- [Your objective] All entries should be output exactly as they stand.

- [Stored data entries]
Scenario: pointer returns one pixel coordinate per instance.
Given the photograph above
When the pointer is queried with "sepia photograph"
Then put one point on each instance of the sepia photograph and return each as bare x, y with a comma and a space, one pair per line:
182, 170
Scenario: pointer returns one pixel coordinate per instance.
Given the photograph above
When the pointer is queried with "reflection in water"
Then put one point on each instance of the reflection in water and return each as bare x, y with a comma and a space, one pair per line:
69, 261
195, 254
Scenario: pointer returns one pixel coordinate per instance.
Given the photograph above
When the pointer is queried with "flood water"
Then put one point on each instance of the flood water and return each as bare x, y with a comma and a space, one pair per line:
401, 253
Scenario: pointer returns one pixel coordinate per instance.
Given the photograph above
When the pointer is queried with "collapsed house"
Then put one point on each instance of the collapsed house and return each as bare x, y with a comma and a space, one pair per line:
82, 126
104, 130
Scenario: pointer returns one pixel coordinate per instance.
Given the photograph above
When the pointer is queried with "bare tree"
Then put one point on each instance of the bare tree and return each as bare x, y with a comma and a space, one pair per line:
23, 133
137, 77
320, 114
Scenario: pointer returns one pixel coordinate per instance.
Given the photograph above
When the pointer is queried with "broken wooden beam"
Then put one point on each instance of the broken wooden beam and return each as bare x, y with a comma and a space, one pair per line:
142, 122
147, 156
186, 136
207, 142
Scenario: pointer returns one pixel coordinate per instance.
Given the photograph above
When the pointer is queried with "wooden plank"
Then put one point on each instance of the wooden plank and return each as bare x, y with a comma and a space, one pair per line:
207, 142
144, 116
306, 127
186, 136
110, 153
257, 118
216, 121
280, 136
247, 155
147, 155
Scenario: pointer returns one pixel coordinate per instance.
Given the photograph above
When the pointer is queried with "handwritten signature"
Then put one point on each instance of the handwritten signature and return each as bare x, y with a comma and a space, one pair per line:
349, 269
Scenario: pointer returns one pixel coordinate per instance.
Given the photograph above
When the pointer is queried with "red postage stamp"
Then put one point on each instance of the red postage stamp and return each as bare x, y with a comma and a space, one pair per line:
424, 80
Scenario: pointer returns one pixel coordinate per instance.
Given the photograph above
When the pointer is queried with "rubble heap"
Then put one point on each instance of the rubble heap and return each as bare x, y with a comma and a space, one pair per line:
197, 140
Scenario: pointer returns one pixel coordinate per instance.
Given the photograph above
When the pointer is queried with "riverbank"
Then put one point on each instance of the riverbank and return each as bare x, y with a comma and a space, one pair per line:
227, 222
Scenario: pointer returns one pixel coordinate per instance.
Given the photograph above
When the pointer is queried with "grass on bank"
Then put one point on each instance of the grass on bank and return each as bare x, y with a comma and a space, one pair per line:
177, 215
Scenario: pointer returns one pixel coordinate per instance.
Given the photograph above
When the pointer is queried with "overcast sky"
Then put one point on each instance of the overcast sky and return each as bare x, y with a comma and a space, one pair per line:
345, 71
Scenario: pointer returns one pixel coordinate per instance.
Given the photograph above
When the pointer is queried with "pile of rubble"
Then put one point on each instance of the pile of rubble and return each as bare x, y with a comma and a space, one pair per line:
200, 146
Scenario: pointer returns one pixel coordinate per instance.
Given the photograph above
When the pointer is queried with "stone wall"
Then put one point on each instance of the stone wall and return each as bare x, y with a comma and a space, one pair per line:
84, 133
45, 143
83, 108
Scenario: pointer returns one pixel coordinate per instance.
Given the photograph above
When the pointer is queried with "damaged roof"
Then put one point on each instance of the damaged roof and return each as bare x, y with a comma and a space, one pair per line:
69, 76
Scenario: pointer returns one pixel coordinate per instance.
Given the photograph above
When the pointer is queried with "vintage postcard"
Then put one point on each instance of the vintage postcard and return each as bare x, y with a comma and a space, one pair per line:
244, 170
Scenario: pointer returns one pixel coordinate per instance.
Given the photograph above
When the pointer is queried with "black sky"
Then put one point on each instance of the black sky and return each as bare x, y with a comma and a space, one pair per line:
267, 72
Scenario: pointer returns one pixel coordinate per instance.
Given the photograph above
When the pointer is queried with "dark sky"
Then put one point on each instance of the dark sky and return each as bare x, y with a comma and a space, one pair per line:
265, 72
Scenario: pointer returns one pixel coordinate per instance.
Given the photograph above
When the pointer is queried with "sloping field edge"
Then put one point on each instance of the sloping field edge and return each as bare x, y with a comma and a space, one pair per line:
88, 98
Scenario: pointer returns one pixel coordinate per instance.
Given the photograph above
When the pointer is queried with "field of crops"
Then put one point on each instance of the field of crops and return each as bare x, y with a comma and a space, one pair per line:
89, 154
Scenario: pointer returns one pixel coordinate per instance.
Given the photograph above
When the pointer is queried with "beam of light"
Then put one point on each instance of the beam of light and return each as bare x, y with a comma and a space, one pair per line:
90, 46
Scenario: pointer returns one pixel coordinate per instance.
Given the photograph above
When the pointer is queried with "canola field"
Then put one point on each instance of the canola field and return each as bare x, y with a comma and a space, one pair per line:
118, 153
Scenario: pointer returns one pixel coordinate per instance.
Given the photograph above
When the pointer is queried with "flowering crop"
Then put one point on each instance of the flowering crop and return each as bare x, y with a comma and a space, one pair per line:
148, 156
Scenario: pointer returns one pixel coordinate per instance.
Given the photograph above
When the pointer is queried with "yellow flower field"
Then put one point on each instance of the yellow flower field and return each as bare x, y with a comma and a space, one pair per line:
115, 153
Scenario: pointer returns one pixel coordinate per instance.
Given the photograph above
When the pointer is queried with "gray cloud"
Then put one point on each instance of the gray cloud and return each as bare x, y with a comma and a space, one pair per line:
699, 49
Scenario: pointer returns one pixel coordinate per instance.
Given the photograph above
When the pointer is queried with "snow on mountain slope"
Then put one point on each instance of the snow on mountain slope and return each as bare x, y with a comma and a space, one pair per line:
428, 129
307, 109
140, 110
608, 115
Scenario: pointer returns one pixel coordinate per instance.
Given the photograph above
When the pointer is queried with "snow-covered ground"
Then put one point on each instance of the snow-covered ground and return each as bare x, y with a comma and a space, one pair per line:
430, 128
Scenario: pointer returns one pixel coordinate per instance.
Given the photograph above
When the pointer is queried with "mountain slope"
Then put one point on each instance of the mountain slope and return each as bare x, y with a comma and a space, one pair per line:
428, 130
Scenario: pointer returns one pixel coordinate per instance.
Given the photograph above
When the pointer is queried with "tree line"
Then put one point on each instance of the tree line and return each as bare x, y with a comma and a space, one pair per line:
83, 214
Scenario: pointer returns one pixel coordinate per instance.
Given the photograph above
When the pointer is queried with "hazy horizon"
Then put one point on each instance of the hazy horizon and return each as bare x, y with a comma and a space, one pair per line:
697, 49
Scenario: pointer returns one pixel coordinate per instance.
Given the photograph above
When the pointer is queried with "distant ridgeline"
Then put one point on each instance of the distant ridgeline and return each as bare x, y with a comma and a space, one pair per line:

- [The reply]
Scenario: pointer returns one pixel coordinate per instance.
Given the photograph above
When the pointer is queried with "sepia photograph"
Then put one point on each instance of the sepia photograph and return each as bare x, y with a comma and a space, one pair per line:
182, 170
Scenario: pointer returns one pixel coordinate per instance.
Given the photograph above
When the pointer is queried with "reflection in water"
Then put one point on each instance of the reflection in water and return each as bare x, y with a comma and a space, one pair per line:
69, 261
195, 254
Scenario: pointer returns one pixel coordinate per instance.
Given the photograph above
When the pointer is queried with "flood water"
Then put one point on each instance of the flood water and return each as bare x, y with a comma and a space, one pair per line:
401, 253
Scenario: pointer returns one pixel coordinate per instance.
Given the photograph above
When the pointer is queried with "collapsed house"
Then put one point on each instance of the collapsed house and return each as bare x, y with a comma and a space, one pair per line:
82, 126
104, 130
Scenario: pointer returns one pixel coordinate per instance.
Given the photograph above
When the pointer is queried with "bare tree"
Then put one point on each instance of the bare tree and return each as bare x, y with a comma and a space, one pair per line:
23, 133
137, 77
320, 114
Scenario: pointer returns one pixel coordinate per instance.
Given the photograph above
When the pointer is queried with "broken wooden beam"
Then put one point on each instance of the broken wooden beam and return each as bare x, y with a comma and a space, one pair per line:
142, 122
147, 156
186, 136
207, 142
Scenario: pointer returns one pixel coordinate per instance.
Given the photograph above
When the pointer is queried with "wooden plank"
Then put one point on each instance of the wooden plank and return each as bare x, y with a comma and a space, one pair per line:
207, 142
144, 116
306, 127
186, 136
110, 153
257, 118
216, 121
280, 136
247, 155
147, 155
Scenario: pointer returns one pixel coordinate per instance.
Given the photograph above
When the pointer is queried with "handwritten signature"
Then put one point on each instance of the handwritten signature and return each as bare x, y with a comma and a space, one pair per line:
349, 269
Scenario: pointer returns one pixel coordinate per instance.
Given the photograph above
When the pointer is queried with "red postage stamp"
Then put one point on each instance of the red postage stamp and return each as bare x, y with a comma and a space, one pair per line:
424, 80
Scenario: pointer returns one pixel coordinate per instance.
Given the photograph above
When the pointer is queried with "rubble heap"
Then put one point on each instance of the rubble heap and return each as bare x, y with a comma and a space, one pair per line:
197, 140
Scenario: pointer returns one pixel coordinate per instance.
Given the photograph above
When the pointer is queried with "riverbank"
Then put one point on each instance of the riverbank and return each as bare x, y with a comma and a space, one pair per line:
227, 222
Scenario: pointer returns one pixel coordinate per instance.
Given the photograph above
When the pointer is queried with "grass on bank"
Then put one point on each instance of the grass on bank and return each as bare x, y with a comma and a space, one pair per line:
177, 215
Scenario: pointer returns one pixel coordinate per instance.
Given the photograph above
When the pointer is queried with "overcast sky"
Then put one point on each instance of the overcast sky and return each as bare x, y with a comma and a space, one pair per line:
345, 71
Scenario: pointer returns one pixel coordinate per instance.
Given the photograph above
When the pointer is queried with "pile of rubble"
Then put one point on each instance of the pile of rubble and return each as bare x, y with a comma and a space, one pair per line:
200, 146
Scenario: pointer returns one pixel coordinate per instance.
Given the photograph above
When the pointer is queried with "stone wall"
Then put one point on each instance of the stone wall and return each as bare x, y with a comma and a space, one pair per line:
84, 133
45, 143
83, 108
Scenario: pointer returns one pixel coordinate per instance.
Given the photograph above
When the pointer is queried with "damaged roof"
Then put one point on each instance of the damaged roof and return each as bare x, y with a comma and a space, one pair per line:
69, 76
Scenario: pointer returns one pixel coordinate per instance.
Given the photograph above
When the pointer is queried with "vintage postcard"
Then put one point on each instance of the vintage postcard and return each as bare x, y with a comma and a space, one pair per line:
244, 170
Scenario: pointer returns one pixel coordinate per instance.
Given the photograph above
When the pointer is queried with "black sky"
Then put one point on each instance of the black sky and return each as bare x, y with a comma and a space, one pair per line:
267, 72
Scenario: pointer returns one pixel coordinate per instance.
Given the photograph above
When the pointer is queried with "dark sky"
Then put one point on each instance of the dark sky and return each as bare x, y with a comma and a space, one pair per line:
265, 72
Scenario: pointer returns one pixel coordinate per instance.
Given the photograph above
When the pointer is queried with "sloping field edge"
Then put one point on each instance of the sloping field edge and return each as bare x, y with a comma and a space, one pair per line:
88, 98
Scenario: pointer returns one pixel coordinate per instance.
Given the photograph above
When the pointer is queried with "field of crops"
Then put one point on each instance of the field of crops and return each as bare x, y with a comma and a space, one pair per line:
89, 154
Scenario: pointer returns one pixel coordinate per instance.
Given the photograph above
When the pointer is queried with "beam of light"
Then put one point on each instance of the beam of light and return each as bare x, y with a comma and a space, one pair per line:
90, 46
Scenario: pointer returns one pixel coordinate per instance.
Given the photograph above
When the pointer is queried with "canola field"
Then put one point on each instance of the canola field and return each as bare x, y with a comma and a space, one pair per line:
118, 153
Scenario: pointer returns one pixel coordinate per instance.
Given the photograph above
When the pointer is queried with "flowering crop"
Then put one point on each instance of the flowering crop and return each as bare x, y with a comma and a space, one pair per line:
148, 156
Scenario: pointer returns one pixel coordinate per instance.
Given the photograph above
When the pointer is queried with "yellow flower field"
Then put one point on each instance of the yellow flower field and return each as bare x, y with a comma and a space, one pair per line:
115, 153
Scenario: pointer returns one pixel coordinate per instance.
Given the photograph above
When the pointer is queried with "gray cloud"
Then put one point on each instance of the gray cloud and return each as bare x, y with a comma and a space, one pair per line:
699, 49
Scenario: pointer returns one pixel coordinate per instance.
Given the photograph above
When the pointer is queried with "snow on mountain slope"
Then put one point on each instance of the snow on mountain slope and return each as bare x, y with a comma and a space, one pair per line:
428, 129
307, 109
140, 110
608, 115
Scenario: pointer returns one pixel coordinate per instance.
Given the photograph above
When the pointer is queried with "snow-covered ground"
Then put one point on each instance of the snow-covered ground and return each as bare x, y with a comma and a space, one pair per line:
430, 128
Scenario: pointer returns one pixel coordinate per instance.
Given the photograph above
When the pointer is queried with "mountain slope"
Then put one point on each instance of the mountain slope and return each as bare x, y with a comma and a space, one pair per line:
428, 130
Scenario: pointer returns one pixel coordinate per instance.
Given the photograph above
When the pointer is queried with "tree line"
Then put one point on each instance of the tree line and return each as bare x, y with a comma and a space, one pair per line:
83, 214
Scenario: pointer returns one pixel coordinate per instance.
Given the photograph above
When the pointer is queried with "hazy horizon"
Then put one point on each instance of the hazy horizon and return each as bare x, y with a comma and a space, one pair per line:
697, 49
Scenario: pointer returns one pixel coordinate per instance.
Given the photograph above
When the pointer is queried with "distant ridgeline"
Then put one point on each instance of the distant ridgeline and return each as bare x, y with a comma and a space, one pair per line:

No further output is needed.